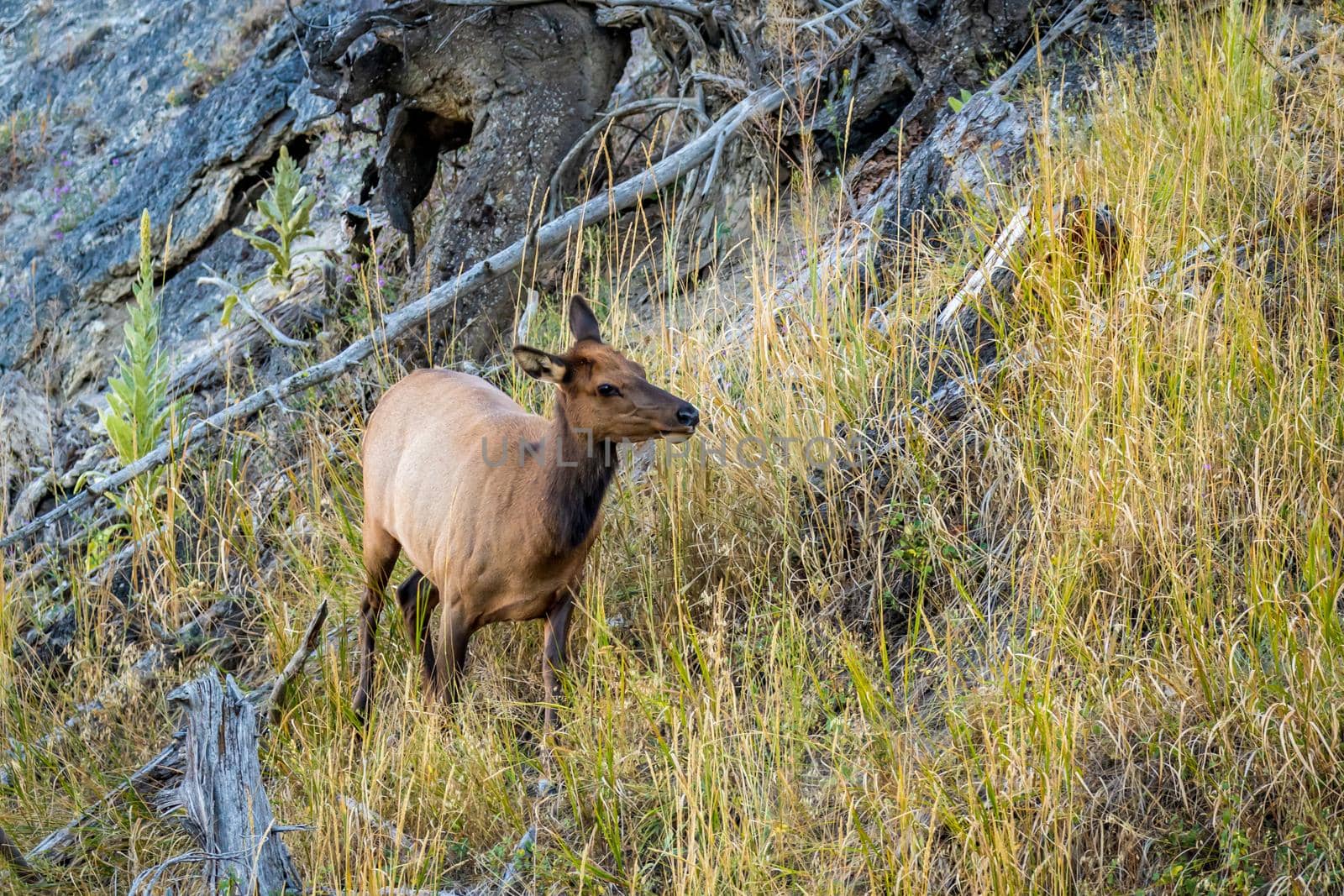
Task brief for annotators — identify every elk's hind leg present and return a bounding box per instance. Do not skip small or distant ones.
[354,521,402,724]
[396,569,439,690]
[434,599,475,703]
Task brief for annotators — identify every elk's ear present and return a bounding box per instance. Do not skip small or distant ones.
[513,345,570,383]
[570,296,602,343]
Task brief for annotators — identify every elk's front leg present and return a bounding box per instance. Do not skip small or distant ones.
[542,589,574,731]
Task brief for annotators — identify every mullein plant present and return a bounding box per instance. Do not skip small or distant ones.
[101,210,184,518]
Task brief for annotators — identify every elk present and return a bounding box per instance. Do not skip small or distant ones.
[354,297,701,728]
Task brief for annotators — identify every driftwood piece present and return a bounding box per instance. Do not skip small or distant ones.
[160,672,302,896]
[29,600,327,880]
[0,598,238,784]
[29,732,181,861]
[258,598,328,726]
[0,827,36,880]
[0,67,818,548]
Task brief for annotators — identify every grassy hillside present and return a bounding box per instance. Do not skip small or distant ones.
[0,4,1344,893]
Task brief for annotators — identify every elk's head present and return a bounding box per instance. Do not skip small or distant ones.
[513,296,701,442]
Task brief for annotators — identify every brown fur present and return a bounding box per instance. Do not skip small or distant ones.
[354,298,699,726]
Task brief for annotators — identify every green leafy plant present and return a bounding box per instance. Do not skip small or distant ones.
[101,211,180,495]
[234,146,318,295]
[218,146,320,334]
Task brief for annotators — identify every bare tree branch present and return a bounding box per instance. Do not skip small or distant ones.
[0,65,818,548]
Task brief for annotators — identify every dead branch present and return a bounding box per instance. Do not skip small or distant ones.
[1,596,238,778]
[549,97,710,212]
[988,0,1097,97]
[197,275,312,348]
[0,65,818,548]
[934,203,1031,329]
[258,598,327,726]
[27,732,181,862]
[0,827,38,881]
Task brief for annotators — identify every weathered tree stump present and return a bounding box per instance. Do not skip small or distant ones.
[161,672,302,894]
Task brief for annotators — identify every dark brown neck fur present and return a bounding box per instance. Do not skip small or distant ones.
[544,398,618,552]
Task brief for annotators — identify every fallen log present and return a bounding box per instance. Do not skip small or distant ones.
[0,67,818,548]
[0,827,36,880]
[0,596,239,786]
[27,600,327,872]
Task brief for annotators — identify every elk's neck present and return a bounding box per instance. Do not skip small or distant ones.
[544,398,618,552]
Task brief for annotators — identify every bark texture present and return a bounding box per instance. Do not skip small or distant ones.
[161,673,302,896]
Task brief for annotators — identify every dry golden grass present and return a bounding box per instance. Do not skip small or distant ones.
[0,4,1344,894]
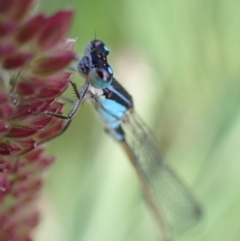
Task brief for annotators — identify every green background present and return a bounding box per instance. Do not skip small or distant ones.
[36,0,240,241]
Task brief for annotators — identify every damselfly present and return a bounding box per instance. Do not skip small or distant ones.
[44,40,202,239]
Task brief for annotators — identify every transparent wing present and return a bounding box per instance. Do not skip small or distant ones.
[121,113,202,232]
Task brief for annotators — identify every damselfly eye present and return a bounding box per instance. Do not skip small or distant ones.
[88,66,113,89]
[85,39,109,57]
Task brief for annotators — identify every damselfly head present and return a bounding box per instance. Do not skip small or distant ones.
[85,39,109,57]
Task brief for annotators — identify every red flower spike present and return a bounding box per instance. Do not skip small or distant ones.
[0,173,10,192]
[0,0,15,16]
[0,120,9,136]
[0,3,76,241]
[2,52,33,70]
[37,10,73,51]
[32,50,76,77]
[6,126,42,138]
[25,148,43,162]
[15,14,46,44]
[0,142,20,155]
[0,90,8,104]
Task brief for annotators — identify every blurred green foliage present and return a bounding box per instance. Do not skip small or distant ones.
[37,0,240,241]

▬▬▬▬▬▬

Copy the rows again, starting at the line that contains "Task brief for annotators — identify every damselfly eye" and ending after the line that contains "[0,90,8,104]". Keep the requests as they are, and shift every bounding box coordinate in the answers up by 81.

Task brief for annotators — identify every damselfly eye present and return a bounding box per instance. Do not skip small or distant ones.
[169,147,194,170]
[166,120,190,138]
Task brief for annotators — identify every damselfly head present and return a bounding box per instance. Do not skip small or distant ones.
[166,120,190,138]
Task brief for annotators — identify every red flower spike present and return a bounding box per instance. Do not skip small or distant ones.
[81,254,91,273]
[81,81,96,97]
[81,201,90,217]
[81,84,157,322]
[83,133,114,151]
[118,91,154,132]
[113,131,157,158]
[87,207,123,219]
[106,229,124,243]
[96,95,127,125]
[81,223,101,236]
[81,171,89,185]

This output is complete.